Task to complete>
Extract every line of the items below that contains the string "water", matching case exactly.

Supplied data>

|---|

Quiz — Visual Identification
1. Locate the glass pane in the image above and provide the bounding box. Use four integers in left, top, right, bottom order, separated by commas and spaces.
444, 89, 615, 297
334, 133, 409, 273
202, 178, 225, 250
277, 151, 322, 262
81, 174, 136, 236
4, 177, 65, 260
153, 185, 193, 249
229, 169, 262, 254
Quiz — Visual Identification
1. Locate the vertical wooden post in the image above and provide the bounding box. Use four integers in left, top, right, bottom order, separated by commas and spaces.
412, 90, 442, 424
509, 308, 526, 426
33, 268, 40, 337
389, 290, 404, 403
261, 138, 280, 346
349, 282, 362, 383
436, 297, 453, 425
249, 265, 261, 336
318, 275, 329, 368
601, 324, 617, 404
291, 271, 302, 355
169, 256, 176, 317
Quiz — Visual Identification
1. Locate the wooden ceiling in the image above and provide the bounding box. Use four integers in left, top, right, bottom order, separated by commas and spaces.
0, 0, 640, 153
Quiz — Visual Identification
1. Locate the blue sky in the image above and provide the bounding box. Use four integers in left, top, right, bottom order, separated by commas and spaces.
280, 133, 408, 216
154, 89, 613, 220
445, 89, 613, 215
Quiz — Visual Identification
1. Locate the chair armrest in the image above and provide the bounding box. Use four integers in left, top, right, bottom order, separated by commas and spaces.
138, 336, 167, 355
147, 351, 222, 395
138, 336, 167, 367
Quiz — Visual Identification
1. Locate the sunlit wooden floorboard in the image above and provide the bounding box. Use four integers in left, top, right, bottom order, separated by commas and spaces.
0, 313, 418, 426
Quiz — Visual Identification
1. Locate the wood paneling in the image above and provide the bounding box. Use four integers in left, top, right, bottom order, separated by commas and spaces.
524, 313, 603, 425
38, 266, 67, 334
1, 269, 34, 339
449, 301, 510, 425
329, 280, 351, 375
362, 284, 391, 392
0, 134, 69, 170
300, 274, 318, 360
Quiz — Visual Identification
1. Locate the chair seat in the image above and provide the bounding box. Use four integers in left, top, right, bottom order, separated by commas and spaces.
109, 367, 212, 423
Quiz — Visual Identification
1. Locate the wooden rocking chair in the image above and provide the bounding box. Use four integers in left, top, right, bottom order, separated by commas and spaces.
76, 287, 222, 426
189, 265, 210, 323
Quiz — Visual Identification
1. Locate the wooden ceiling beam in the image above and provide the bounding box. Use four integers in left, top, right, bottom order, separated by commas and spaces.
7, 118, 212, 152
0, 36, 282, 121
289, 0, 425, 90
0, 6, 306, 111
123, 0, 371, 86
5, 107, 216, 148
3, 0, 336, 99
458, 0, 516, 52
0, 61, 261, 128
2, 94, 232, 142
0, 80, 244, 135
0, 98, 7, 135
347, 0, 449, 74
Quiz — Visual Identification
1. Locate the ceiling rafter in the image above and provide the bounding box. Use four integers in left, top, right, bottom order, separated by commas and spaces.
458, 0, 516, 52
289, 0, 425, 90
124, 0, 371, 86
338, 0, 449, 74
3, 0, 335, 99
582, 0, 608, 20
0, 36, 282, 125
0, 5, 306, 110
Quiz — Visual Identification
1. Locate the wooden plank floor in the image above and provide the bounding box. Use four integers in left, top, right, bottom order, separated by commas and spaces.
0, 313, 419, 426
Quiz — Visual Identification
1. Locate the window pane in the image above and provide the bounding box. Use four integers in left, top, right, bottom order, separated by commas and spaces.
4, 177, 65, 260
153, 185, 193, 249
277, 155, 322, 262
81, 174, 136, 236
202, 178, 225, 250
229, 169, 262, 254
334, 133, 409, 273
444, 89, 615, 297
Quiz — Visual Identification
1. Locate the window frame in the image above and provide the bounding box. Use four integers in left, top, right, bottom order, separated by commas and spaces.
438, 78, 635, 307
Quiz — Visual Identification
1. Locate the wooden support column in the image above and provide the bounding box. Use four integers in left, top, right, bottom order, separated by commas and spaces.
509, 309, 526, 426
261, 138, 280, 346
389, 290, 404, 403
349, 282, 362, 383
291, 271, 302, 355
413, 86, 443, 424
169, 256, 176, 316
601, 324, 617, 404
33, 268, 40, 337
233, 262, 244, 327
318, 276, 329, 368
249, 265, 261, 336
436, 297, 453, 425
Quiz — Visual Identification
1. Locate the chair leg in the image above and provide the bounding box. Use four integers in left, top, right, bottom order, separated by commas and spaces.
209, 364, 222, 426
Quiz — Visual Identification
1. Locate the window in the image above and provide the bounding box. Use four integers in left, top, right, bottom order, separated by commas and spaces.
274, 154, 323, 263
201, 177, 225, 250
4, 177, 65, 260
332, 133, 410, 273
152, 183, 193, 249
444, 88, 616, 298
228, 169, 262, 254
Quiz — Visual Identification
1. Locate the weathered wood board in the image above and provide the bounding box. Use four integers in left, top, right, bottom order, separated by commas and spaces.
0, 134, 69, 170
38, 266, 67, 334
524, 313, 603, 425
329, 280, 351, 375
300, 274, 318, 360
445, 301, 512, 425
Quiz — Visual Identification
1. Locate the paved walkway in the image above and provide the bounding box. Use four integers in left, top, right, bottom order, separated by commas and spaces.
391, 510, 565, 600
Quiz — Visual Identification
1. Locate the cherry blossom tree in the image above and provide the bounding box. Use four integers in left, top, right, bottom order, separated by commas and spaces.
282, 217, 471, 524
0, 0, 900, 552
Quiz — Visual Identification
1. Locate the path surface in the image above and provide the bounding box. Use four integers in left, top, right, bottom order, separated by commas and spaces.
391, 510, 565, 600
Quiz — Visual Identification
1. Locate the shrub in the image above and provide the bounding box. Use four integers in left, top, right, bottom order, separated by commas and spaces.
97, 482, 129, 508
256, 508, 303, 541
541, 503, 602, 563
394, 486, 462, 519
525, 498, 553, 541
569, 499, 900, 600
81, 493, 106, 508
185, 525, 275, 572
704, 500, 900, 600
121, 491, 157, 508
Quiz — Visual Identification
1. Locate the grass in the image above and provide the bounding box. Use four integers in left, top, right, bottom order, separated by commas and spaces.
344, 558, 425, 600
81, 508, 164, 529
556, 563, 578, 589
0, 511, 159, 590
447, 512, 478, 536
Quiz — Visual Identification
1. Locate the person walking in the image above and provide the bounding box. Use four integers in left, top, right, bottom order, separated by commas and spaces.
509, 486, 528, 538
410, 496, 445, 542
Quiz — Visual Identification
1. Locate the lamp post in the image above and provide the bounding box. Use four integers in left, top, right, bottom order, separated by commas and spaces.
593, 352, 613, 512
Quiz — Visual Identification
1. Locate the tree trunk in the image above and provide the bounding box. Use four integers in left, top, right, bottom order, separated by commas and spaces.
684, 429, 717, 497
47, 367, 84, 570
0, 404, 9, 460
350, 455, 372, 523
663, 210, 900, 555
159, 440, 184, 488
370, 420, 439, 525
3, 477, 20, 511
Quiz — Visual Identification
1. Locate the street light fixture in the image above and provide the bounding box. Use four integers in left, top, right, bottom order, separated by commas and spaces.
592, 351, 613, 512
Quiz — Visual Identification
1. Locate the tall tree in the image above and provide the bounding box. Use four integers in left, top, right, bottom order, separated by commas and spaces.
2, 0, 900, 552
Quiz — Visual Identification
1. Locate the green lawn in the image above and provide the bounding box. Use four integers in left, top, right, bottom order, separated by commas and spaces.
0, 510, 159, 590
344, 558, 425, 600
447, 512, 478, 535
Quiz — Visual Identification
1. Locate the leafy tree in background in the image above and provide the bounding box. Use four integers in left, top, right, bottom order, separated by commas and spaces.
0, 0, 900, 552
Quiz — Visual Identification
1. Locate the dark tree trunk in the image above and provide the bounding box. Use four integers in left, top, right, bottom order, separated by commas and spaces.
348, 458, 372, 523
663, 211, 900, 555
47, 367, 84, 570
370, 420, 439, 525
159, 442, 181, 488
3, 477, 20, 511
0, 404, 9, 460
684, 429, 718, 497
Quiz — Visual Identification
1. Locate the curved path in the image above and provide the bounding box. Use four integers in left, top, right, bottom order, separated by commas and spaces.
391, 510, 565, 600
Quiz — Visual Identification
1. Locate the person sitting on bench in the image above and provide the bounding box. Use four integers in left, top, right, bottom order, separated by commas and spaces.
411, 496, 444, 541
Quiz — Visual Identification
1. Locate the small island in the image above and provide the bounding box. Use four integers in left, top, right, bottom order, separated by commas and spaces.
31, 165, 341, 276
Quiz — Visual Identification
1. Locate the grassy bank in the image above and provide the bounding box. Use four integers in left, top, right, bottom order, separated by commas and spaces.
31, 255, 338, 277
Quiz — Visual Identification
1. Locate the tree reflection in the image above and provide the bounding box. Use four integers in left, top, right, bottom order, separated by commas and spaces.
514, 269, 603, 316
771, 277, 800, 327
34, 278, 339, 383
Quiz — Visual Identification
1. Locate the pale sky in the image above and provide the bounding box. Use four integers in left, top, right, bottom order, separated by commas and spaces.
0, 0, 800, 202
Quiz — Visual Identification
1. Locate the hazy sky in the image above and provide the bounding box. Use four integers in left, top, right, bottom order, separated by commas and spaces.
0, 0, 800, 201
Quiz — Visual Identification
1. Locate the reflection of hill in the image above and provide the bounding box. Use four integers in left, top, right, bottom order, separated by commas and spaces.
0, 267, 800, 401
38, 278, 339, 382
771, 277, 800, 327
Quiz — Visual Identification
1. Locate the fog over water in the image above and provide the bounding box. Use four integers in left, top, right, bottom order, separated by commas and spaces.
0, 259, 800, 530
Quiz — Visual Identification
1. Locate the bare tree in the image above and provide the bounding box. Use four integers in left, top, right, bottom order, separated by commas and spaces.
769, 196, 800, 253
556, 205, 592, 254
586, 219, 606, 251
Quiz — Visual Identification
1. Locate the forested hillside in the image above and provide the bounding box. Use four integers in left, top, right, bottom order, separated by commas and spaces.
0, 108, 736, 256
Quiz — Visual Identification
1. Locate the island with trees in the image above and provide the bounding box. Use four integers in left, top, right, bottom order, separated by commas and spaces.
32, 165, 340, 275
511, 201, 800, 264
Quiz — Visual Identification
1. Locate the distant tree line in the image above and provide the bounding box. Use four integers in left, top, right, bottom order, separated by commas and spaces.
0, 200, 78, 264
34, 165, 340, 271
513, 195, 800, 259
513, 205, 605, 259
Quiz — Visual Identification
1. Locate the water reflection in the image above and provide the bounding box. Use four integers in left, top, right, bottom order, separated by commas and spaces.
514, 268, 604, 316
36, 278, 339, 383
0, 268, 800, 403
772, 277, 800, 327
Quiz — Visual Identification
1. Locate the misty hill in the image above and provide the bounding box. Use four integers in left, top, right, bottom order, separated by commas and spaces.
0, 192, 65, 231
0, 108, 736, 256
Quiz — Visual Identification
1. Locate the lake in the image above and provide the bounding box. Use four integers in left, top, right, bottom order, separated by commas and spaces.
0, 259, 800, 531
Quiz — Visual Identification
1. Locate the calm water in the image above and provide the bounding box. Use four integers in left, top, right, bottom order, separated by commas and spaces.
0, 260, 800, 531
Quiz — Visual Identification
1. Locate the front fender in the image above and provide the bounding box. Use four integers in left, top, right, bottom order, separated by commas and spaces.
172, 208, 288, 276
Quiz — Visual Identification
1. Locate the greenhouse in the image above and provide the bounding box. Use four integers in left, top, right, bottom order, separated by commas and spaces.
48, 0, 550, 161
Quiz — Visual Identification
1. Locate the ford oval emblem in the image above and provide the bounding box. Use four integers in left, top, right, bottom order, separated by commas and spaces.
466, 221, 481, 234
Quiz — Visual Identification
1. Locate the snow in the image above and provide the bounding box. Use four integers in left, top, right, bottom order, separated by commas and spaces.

|---|

The result>
1. Locate the fog over water in the image above and provide the bounding box. Use four integers in left, top, right, bottom order, separated by commas and spaces.
1. Locate the water reflection in the image above and provide the bounding box. Use four integers in left, top, right, bottom order, separated by commas and spaces.
1. Locate the calm water in the image above and provide the bounding box. Use four integers in left, top, right, bottom order, separated by commas and spaces.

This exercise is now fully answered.